*** WORKING DATA ***

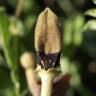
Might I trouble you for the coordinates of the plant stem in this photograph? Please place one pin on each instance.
(15, 80)
(19, 8)
(47, 80)
(46, 85)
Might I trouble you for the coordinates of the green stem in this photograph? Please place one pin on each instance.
(46, 85)
(15, 80)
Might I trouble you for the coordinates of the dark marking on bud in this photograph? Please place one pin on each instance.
(48, 60)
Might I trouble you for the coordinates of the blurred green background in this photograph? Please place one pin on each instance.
(78, 25)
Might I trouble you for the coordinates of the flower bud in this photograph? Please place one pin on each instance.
(27, 60)
(48, 39)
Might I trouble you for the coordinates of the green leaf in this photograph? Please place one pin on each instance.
(10, 43)
(91, 12)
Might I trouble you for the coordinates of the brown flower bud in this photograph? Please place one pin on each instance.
(27, 60)
(48, 39)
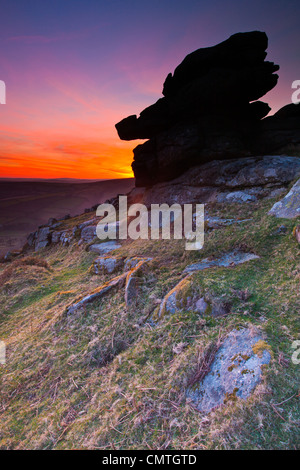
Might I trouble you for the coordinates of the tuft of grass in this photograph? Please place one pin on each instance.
(26, 261)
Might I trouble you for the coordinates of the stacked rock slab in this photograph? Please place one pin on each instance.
(209, 109)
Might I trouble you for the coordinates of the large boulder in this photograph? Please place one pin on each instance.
(289, 206)
(234, 373)
(241, 180)
(209, 110)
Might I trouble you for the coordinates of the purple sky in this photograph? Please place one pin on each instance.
(74, 68)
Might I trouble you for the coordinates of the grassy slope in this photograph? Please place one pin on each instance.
(106, 378)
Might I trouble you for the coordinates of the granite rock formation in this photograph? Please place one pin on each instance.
(210, 111)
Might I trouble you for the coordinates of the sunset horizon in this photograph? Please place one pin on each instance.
(70, 76)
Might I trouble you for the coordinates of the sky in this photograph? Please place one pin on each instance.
(74, 68)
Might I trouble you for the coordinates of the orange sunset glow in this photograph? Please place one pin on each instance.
(70, 77)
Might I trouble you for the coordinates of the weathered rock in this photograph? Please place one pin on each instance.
(234, 372)
(56, 237)
(133, 281)
(107, 264)
(80, 302)
(88, 233)
(43, 238)
(209, 111)
(229, 259)
(31, 238)
(296, 233)
(236, 196)
(289, 206)
(93, 221)
(237, 180)
(66, 237)
(177, 298)
(104, 247)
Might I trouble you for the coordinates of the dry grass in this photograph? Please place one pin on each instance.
(26, 261)
(110, 378)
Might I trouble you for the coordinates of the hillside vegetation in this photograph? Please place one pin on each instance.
(113, 377)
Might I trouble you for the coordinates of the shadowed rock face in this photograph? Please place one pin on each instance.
(208, 110)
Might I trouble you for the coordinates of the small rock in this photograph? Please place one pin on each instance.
(229, 259)
(105, 247)
(43, 238)
(234, 373)
(107, 264)
(51, 221)
(88, 233)
(296, 233)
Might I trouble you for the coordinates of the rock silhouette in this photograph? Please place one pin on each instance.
(210, 111)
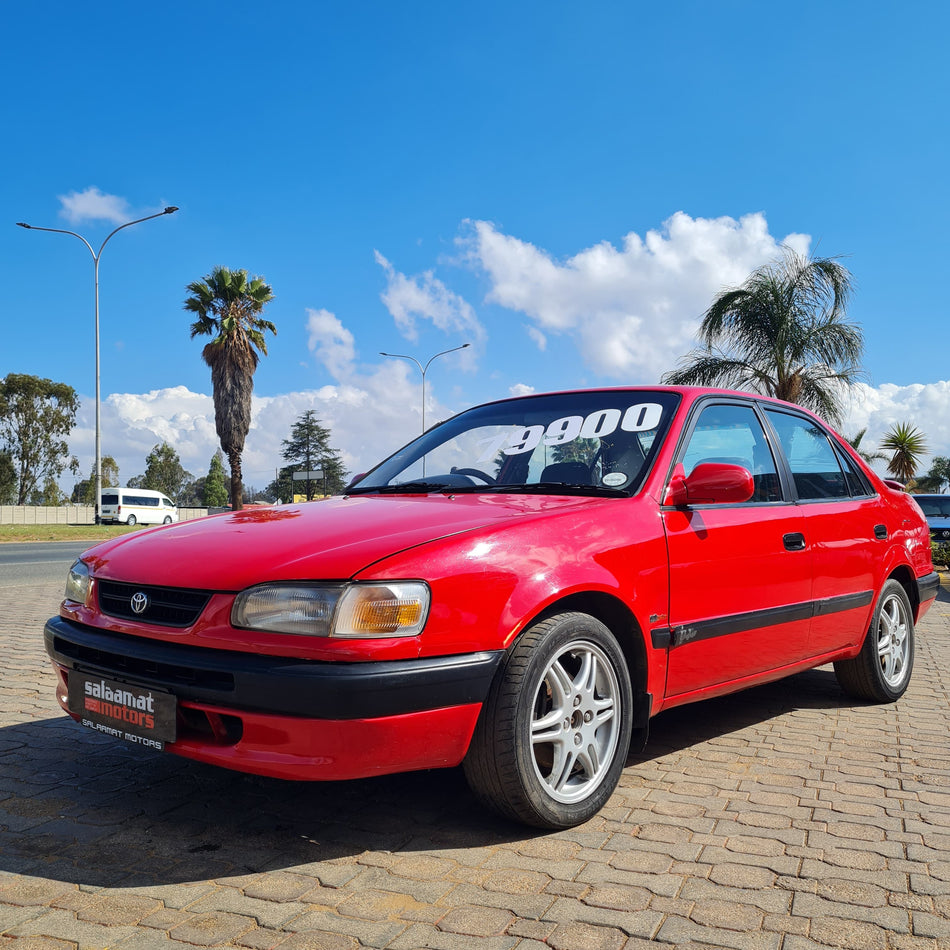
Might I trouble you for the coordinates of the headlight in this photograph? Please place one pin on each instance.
(359, 610)
(77, 582)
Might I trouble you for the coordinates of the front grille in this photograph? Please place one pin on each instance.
(137, 668)
(166, 606)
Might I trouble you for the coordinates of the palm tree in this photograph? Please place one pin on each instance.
(229, 306)
(782, 333)
(908, 445)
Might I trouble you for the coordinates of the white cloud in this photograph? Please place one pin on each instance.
(426, 297)
(632, 311)
(923, 405)
(93, 205)
(330, 342)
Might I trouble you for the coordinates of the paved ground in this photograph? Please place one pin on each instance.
(784, 818)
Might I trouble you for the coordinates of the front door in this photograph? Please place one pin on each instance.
(740, 574)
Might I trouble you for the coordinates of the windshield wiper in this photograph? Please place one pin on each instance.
(410, 488)
(546, 488)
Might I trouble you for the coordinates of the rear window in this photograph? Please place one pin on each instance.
(934, 507)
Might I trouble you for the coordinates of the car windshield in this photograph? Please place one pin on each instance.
(599, 442)
(934, 506)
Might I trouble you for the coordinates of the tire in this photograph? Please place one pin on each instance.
(553, 735)
(881, 671)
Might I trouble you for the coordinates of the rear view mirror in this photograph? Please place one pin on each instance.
(710, 483)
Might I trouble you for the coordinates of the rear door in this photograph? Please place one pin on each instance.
(740, 575)
(844, 529)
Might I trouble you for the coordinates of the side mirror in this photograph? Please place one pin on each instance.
(710, 483)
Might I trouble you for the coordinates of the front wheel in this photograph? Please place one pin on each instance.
(881, 671)
(553, 735)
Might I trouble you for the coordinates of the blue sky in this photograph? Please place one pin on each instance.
(562, 185)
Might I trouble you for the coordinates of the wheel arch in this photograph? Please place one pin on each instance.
(908, 580)
(614, 614)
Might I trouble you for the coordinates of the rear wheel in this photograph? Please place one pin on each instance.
(881, 671)
(553, 735)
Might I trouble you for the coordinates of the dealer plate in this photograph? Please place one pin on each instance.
(137, 714)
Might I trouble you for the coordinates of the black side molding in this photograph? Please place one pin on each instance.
(928, 586)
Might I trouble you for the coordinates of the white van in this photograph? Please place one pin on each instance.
(136, 506)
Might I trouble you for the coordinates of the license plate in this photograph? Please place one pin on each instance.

***

Except for the pictures, copy the material above exactly.

Might I trouble you for the coordinates of the plant stem in this photograph? Please place one pin on each instance.
(15, 80)
(19, 8)
(47, 80)
(46, 85)
Might I trouble you for the coordinates of the green stem in this photograph? Please place one pin on each instance.
(46, 85)
(15, 80)
Might I trouble you for the coordinates of the dark marking on bud in this photograph? Please place one pin on each instance.
(48, 60)
Might I trouble you for the coordinates of the blurred green background in this photograph? Please place one pin on each instance.
(78, 25)
Might I trouble you for the coordinates of the flower bud in this photograph? Please place one pin on each instance.
(27, 60)
(48, 39)
Might I trouble you for the coordinates of the green leaf in this photograph? Please place one pin on each instance.
(10, 43)
(91, 12)
Might I trouble you for the coordinates of the brown flower bud in this photograph? Please place one pin on each instance.
(27, 60)
(48, 39)
Might I trouble you for the coordinates of the tuft of grass in this photograph? Please place one pin on each instance.
(26, 261)
Might I trouble you for the coordinates of the stacked rock slab in this photograph? Please place one pin on each instance.
(209, 109)
Might I trouble you for the coordinates of the large boulder in this photograph? Please place one pin on each instance.
(289, 206)
(234, 373)
(241, 180)
(209, 110)
Might I trouble you for the coordinates of the purple sky in this photograph? Please place one pin on each instance.
(74, 68)
Might I trouble you for the coordinates of the grassy slope in this photograph? Please place one pin on each instance.
(106, 378)
Might I trouble you for the coordinates of the granite rock formation in this photograph? Please place one pin on each instance.
(210, 111)
Might I trouble you for the coordinates of the sunset horizon in this photograph? Please place one pin on each instance.
(70, 76)
Might I trouble you for the coordinates of the sky in this photograph? Please place one pin on each instance.
(74, 68)
Might I trouble you for the coordinates of the orange sunset glow in this photograph? Please place one pin on each instance.
(70, 77)
Might I trouble you for the coordinates of the weathered rock in this photograph? Please place one pin on each instance.
(234, 372)
(56, 237)
(133, 281)
(107, 264)
(80, 302)
(88, 233)
(43, 238)
(209, 111)
(229, 259)
(31, 238)
(296, 233)
(236, 196)
(289, 206)
(93, 221)
(237, 180)
(66, 237)
(177, 298)
(104, 247)
Might I trouble you for the coordinates of the dry grass in this photograph? Please place one pin on each instance.
(26, 261)
(110, 378)
Might I trouble you for the coordinates of the hillside vegetation in this photograph? Please place one pin on each instance.
(113, 377)
Might I trouble you for the coordinates of the shadowed rock face in this photograph? Please place one pin on each instance.
(208, 110)
Might I trouble you for the coordinates of the small rock in this photograph? Please place one pin on each instance.
(229, 259)
(105, 247)
(43, 238)
(234, 373)
(107, 264)
(51, 221)
(88, 233)
(296, 233)
Might I trouble you for the coordinates of the rock silhouette in this photograph? Please place one pin on each instance.
(210, 111)
Might I trouble you for the coordinates of the headlight in this photograph? Please place one pin on each instance.
(359, 610)
(77, 582)
Might I trouble you for the coordinates of the front grille in this photograph? Please place one pin on each instance.
(137, 668)
(166, 606)
Might I trouble you for the coordinates of the palm tree in this photograph? Please place one pin on each instance.
(229, 306)
(782, 333)
(908, 445)
Might I trouble you for the coordinates of the white cloud in this photograph? Please place one pin on each instance.
(426, 297)
(632, 311)
(923, 405)
(93, 205)
(330, 342)
Might I trouble you for the coordinates of the paved ground in this photograph? Please place one pin on each instance.
(784, 818)
Might I trouble you for the coordinates of the front door in this photograph? Please place one pin on each instance.
(740, 574)
Might I trouble you for the coordinates of the windshield wiper in this photograph? Please place one pin on each instance.
(410, 488)
(546, 488)
Might I trouble you for the coordinates of the rear window in this photograph? Please place one pin on each instance.
(934, 507)
Might I trouble you for the coordinates of the car windshield in this photograph? Please place one pin on each instance.
(599, 442)
(934, 506)
Might I trouble you for the coordinates of the tire in this photograph? Please place one pin on each instance.
(553, 735)
(881, 671)
Might I trouble you for the coordinates of the rear view mirror in this photograph? Please place one pin on each instance.
(710, 483)
Might I trouble you for the coordinates of the rear door in this photograph? Please place one pin on each instance.
(740, 575)
(844, 529)
Might I trouble you for the coordinates of the side mirror in this photograph? Please place one pin on each instance.
(710, 483)
Might I trouble you for the coordinates of the front wheel in this photograph? Please place one pin on each instance.
(881, 671)
(553, 735)
Might I trouble you for the coordinates of the blue sky in this photograph? Please place one pin on each instance.
(562, 185)
Might I trouble you for the coordinates of the wheel arch in this photograph? Please place one pin on each instance.
(908, 580)
(614, 614)
Might I trouble you for the coordinates of the rear wheel in this photograph? Please place one pin on each instance.
(881, 671)
(553, 735)
Might I trouble you for the coordinates of the dealer plate in this photograph? Please place one pin on each instance.
(137, 714)
Might I trouble you for the coordinates of the black side molding in this photograph? Please place one pin on each instance.
(928, 586)
Might I trouble you for the coordinates of the white van in this photograph? Please place one pin on each instance.
(136, 506)
Might I trouble you for the coordinates of the license plate in this photograph? Please place one pin on each instance.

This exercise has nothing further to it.